Tugas yang Dikerjakan.
- a) Dalam kutipan halaman tentang pendidikan AI, mengapa semua program studi perlu memberikan literasi AI dasar? Jawab dalam satu sampai tiga kalimat.
- b) Menurut kutipan halaman tentang pendidikan AI, contoh ruang eksperimen apa yang perlu dibuka oleh institusi?
- c) Lanjutkan kutipan halaman tentang pendidikan AI mulai setelah kalimat terakhirnya.

Dosen juga diharapkan menyiapkan mahasiswa untuk memahami AI secara lintas disiplin. Tidak hanya mahasiswa teknik atau komputer yang perlu belajar AI, tetapi juga mahasiswa bisnis, hukum, komunikasi, bahkan seni. AI hadir di semua bidang, sehingga semua program studi perlu memberikan literasi AI dasar, ditambah pemahaman etika, kebijakan, dan dampaknya pada masyarakat.
Sekolah dan kampus pun berperan dalam menyediakan ekosistem pendukung. Infrastruktur digital, akses ke platform AI, dan kebijakan tata kelola data menjadi prasyarat. Tanpa dukungan institusional, upaya membangun superagency hanya berhenti di tingkat individu. Institusi perlu membuka ruang eksperimen, seperti AI sandbox atau AI innovation lab, tempat siswa dan dosen bisa mencoba teknologi AI dalam proyek nyata.

Data Tercatat.
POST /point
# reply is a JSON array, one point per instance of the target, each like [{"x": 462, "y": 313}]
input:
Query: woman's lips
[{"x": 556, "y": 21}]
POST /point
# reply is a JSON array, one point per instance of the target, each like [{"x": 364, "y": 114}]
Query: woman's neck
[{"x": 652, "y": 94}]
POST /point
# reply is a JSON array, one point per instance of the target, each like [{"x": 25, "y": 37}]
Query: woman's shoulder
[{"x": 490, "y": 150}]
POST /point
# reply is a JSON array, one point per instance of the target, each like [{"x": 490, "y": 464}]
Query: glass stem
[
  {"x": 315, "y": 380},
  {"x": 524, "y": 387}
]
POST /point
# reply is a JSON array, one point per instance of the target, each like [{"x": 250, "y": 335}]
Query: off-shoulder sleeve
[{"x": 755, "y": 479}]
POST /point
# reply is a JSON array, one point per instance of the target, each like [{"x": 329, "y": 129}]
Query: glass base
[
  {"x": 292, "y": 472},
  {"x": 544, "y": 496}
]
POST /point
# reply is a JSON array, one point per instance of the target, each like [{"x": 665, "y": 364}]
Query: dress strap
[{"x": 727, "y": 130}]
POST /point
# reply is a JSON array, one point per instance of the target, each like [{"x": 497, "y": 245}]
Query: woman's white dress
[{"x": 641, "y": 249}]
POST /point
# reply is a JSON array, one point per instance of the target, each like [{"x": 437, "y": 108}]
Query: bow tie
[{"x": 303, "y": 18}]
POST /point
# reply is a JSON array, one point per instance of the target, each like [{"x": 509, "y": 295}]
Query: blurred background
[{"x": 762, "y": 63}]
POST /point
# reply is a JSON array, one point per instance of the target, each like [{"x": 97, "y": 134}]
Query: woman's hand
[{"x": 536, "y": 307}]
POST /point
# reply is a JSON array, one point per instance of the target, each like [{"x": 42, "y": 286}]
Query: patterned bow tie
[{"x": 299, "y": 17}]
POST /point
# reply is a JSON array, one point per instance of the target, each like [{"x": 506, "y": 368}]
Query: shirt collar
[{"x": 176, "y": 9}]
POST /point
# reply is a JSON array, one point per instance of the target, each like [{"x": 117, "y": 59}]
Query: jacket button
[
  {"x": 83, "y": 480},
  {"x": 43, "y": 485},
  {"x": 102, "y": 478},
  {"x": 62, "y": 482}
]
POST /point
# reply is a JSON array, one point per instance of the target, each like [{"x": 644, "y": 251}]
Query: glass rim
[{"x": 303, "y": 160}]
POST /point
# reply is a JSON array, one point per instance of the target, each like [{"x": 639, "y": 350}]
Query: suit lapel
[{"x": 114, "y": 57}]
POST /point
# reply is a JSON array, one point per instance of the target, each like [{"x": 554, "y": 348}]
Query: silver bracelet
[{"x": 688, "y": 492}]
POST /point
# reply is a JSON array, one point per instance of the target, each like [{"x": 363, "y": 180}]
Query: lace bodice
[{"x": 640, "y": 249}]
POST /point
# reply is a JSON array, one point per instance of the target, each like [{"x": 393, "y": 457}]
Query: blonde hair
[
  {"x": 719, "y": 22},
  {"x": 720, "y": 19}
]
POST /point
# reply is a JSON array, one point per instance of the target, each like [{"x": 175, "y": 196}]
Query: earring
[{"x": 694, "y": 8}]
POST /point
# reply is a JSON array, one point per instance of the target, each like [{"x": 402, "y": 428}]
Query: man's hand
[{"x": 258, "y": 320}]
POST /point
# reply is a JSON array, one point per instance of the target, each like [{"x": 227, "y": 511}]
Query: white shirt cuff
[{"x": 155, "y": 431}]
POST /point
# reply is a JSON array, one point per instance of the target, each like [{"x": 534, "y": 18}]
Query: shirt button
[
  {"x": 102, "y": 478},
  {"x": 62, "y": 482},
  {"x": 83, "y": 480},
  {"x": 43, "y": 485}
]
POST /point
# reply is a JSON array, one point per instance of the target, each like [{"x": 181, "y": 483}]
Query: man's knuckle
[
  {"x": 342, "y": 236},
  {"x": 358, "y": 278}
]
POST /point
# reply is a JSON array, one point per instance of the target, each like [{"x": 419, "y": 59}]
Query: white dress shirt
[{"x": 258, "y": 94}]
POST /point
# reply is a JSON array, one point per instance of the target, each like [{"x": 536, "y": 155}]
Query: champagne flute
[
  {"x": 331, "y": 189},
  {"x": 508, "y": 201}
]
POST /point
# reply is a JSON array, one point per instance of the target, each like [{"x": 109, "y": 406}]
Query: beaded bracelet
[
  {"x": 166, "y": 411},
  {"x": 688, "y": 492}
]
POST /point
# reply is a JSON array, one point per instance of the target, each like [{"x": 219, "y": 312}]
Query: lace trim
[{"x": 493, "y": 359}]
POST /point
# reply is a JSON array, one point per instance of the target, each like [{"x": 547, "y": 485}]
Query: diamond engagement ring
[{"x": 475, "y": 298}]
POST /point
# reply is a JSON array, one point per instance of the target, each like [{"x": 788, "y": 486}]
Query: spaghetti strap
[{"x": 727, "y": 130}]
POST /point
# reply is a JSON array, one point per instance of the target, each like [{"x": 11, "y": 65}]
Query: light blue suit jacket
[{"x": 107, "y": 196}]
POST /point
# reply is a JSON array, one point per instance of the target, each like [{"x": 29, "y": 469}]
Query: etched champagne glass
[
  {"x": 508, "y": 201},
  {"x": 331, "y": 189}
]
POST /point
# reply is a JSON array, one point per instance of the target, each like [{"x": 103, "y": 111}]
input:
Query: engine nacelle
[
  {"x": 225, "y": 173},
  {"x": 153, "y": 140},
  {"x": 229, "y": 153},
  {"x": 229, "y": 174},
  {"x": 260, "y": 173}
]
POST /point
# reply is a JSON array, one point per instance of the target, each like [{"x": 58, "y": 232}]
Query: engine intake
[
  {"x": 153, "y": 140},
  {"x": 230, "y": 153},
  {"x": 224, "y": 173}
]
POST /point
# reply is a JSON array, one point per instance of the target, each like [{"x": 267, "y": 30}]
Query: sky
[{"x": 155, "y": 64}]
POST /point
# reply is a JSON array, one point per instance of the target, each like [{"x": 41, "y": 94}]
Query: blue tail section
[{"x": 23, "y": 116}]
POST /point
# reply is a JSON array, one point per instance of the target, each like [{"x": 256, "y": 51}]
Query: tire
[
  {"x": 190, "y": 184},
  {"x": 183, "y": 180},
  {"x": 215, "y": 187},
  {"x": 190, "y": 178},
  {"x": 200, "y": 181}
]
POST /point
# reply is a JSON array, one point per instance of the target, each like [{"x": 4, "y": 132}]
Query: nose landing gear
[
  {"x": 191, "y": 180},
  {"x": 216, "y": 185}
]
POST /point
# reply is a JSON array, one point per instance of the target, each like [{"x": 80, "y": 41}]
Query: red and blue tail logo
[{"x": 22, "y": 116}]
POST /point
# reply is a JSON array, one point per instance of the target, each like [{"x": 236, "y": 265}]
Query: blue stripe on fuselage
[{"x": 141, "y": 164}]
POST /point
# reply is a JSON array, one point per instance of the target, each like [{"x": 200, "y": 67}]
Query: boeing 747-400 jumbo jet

Jawaban Tiap Tugas.
- a) Semua program studi perlu memberikan literasi AI dasar karena AI hadir di semua bidang. Karena itu, yang perlu belajar AI bukan hanya mahasiswa teknik atau komputer. Mahasiswa bisnis, hukum, komunikasi, bahkan seni juga perlu.

- b) AI sandbox atau AI innovation lab.

- c)
Selain kemampuan teknis, pendidikan juga harus menanamkan nilai etika, tanggung jawab, dan kesadaran kritis. Lulusan yang AI-ready tidak hanya bisa menggunakan AI, tetapi juga tahu kapan mengandalkan AI, kapan mengkritisi hasilnya, dan bagaimana menghindari penyalahgunaan. Mereka perlu memahami isu bias algoritma, privasi data, dan dampak sosial AI.
Superagency di dunia pendidikan adalah investasi jangka panjang. Ini bukan hanya soal keterampilan, tetapi juga soal mindset: kesiapan untuk terus belajar, beradaptasi, dan memimpin inovasi di era yang berubah cepat. Guru, dosen, sekolah, dan kampus bersama-sama memegang peran penting dalam mencetak generasi yang tidak hanya siap menghadapi AI, tetapi siap berkolaborasi dengan AI untuk masa depan yang lebih baik.
Jika pendidikan gagal menyiapkan generasi superagency, maka mereka hanya akan menjadi pengguna pasif teknologi. Tetapi jika berhasil, mereka akan menjadi pencipta, pemimpin, dan inovator di dunia yang semakin didorong oleh AI.